** Opening DATA FOR PROCESSING block **

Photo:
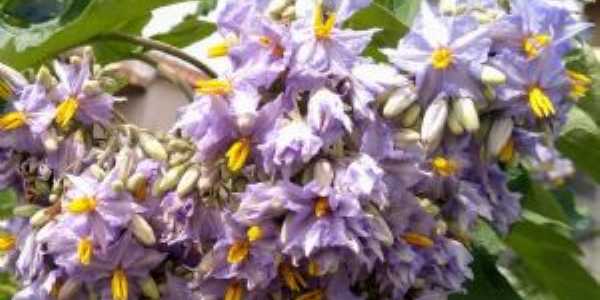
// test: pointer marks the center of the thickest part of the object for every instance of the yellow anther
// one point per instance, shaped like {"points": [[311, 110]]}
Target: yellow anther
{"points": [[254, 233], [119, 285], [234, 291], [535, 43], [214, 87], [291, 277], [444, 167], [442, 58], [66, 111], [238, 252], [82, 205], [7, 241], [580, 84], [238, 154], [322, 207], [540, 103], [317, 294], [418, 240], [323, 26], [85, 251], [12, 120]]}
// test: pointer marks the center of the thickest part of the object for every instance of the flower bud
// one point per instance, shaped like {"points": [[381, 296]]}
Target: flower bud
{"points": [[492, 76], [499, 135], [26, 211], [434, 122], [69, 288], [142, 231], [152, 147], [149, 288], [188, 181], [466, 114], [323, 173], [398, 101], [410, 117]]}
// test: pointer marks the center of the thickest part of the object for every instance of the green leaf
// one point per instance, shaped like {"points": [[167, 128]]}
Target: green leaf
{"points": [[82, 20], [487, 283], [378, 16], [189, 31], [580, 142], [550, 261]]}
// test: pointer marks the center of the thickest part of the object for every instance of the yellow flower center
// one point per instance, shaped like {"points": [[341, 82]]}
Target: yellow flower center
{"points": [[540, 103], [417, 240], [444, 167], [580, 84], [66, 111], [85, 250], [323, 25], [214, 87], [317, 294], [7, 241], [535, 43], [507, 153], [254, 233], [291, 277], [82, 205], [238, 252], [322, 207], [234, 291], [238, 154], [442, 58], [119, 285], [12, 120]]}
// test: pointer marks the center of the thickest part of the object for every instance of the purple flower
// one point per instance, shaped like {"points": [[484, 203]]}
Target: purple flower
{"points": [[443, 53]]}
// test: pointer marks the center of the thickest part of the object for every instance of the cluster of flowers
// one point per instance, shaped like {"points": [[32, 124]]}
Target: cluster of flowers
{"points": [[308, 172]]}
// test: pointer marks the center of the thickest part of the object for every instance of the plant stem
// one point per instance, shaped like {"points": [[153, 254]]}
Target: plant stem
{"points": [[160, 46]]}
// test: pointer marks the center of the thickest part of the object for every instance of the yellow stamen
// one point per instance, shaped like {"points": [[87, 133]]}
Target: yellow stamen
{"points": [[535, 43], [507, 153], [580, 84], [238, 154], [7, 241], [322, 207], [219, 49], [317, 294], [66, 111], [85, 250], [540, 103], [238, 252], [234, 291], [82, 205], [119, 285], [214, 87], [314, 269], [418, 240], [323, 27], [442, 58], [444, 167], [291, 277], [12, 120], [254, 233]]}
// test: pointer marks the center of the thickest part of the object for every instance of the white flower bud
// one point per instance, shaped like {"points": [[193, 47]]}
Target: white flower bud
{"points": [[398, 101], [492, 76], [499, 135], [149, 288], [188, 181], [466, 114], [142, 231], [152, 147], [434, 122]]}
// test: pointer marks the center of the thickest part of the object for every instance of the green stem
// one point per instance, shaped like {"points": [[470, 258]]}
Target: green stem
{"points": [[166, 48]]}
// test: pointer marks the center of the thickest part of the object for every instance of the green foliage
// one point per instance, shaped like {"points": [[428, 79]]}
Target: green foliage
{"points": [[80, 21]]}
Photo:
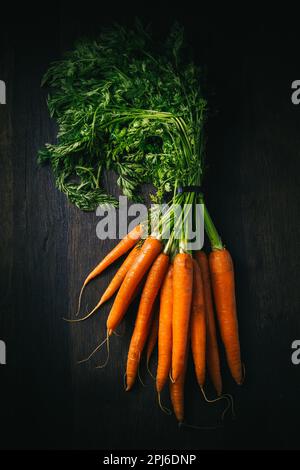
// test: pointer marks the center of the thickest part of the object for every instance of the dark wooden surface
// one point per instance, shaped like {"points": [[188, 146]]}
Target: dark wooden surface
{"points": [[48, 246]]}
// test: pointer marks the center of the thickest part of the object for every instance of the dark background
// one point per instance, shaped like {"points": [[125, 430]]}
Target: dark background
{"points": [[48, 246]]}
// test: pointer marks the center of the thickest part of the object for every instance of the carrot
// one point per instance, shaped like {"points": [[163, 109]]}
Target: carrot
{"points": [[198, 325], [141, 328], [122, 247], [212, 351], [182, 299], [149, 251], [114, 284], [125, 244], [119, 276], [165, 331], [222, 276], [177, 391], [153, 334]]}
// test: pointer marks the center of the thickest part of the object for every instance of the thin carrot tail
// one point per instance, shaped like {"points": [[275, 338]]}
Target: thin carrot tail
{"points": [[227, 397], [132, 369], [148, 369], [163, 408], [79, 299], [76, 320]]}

** Closing DATA FOR PROCESSING block **

> _ASSIGNED TASK_:
Repeat, exactly and in full, all records above, but include no pictures.

> _FINAL ANSWER_:
Photo:
// test: pointer marks the center of the thickest part of the object for every instance of the yellow anther
// one point per instance, shaped like {"points": [[311, 110]]}
Target: yellow anther
{"points": [[254, 233], [119, 285], [234, 291], [535, 43], [214, 87], [291, 277], [444, 167], [442, 58], [66, 111], [238, 252], [82, 205], [7, 241], [580, 84], [238, 154], [322, 207], [540, 103], [317, 294], [418, 240], [323, 26], [85, 251], [12, 120]]}
// test: pointer marks the center of the thickest part of the object for every instance of the flower bud
// one point per instance, shaped like {"points": [[381, 296]]}
Target: flower bud
{"points": [[492, 76], [499, 135], [26, 211], [434, 122], [69, 288], [142, 231], [152, 147], [149, 288], [188, 181], [466, 114], [323, 173], [398, 101], [410, 117]]}
// test: pointer marks the center of the thickest part of the object for every instance of the green leaf
// one point per instance, shaped like {"points": [[167, 128]]}
Target: green leaf
{"points": [[82, 20], [487, 283], [378, 16], [189, 31], [580, 142], [550, 261]]}
// test: pointer marks the center of the thickest part of the object for every instance of the yellow flower center
// one point per instance, shaped like {"points": [[341, 82]]}
Target: yellow flower center
{"points": [[540, 103], [417, 240], [444, 167], [580, 84], [66, 111], [85, 250], [323, 25], [214, 87], [317, 294], [7, 241], [535, 43], [507, 153], [254, 233], [291, 277], [82, 205], [238, 252], [322, 207], [234, 291], [238, 154], [442, 58], [119, 285], [12, 120]]}
// test: pointer marks the center of the thickest part of the object for every instance of the purple flower
// one point per instance, shaped like {"points": [[484, 203]]}
Target: purple flower
{"points": [[443, 53]]}
// test: pointer marks the center of the thickest part of the object for every instance of the cluster of flowers
// one point per instance, shaped like {"points": [[32, 124]]}
Target: cluster of flowers
{"points": [[308, 172]]}
// test: pointer marks the center of the thickest part of the object for every instance of the plant stem
// one point per instance, shaped like {"points": [[153, 254]]}
Target: plant stem
{"points": [[160, 46]]}
// test: pointer marks the center of the thickest part of the object for every instance of the yellow stamen
// one point per instance, shaped like {"points": [[87, 133]]}
Target: yellow stamen
{"points": [[535, 43], [507, 153], [580, 84], [238, 154], [7, 241], [322, 207], [219, 49], [317, 294], [66, 111], [85, 250], [540, 103], [238, 252], [234, 291], [82, 205], [119, 285], [214, 87], [314, 269], [418, 240], [323, 27], [442, 58], [444, 167], [291, 277], [12, 120], [254, 233]]}
// test: pointer marks the center of the thickest part of the object for every instance of the white flower bud
// one point per instance, shaped like {"points": [[193, 47]]}
Target: white flower bud
{"points": [[398, 101], [492, 76], [499, 135], [149, 288], [188, 181], [466, 114], [142, 231], [152, 147], [434, 122]]}
// test: pointer marks the center of the thickest part of the object for every instance of the green stem
// one point per instance, shaped like {"points": [[470, 258]]}
Target: green stem
{"points": [[166, 48]]}
// test: pointer marks the center of the thickest part of the object for every instance of the green foliage
// one point per instance, shaped like {"points": [[428, 79]]}
Target: green foliage
{"points": [[80, 21]]}
Photo:
// test: pointer marks the center of the thickest part of the object for every instance of the dark wooden surface
// one point per instance, shaped like {"points": [[188, 146]]}
Target: dark wooden surface
{"points": [[48, 246]]}
// test: pointer marks the center of the thickest part of the object for every instance of the dark background
// one point per instance, shaped like {"points": [[125, 430]]}
Target: dark background
{"points": [[48, 246]]}
// test: pointer marks the center of the thickest part of the object for every instance of the carrot
// one point per instance, shaped like {"points": [[163, 109]]}
Target: carrot
{"points": [[198, 325], [141, 328], [122, 247], [212, 351], [182, 299], [149, 251], [114, 284], [125, 244], [119, 276], [165, 331], [222, 276], [177, 391], [153, 334]]}
// test: pointer marks the center of the thickest part of the object for every instance of the thin carrot tail
// one point per instance, shaped like {"points": [[275, 338]]}
Target: thin carrot tail
{"points": [[227, 397], [132, 369], [148, 369], [163, 408], [79, 299], [76, 320]]}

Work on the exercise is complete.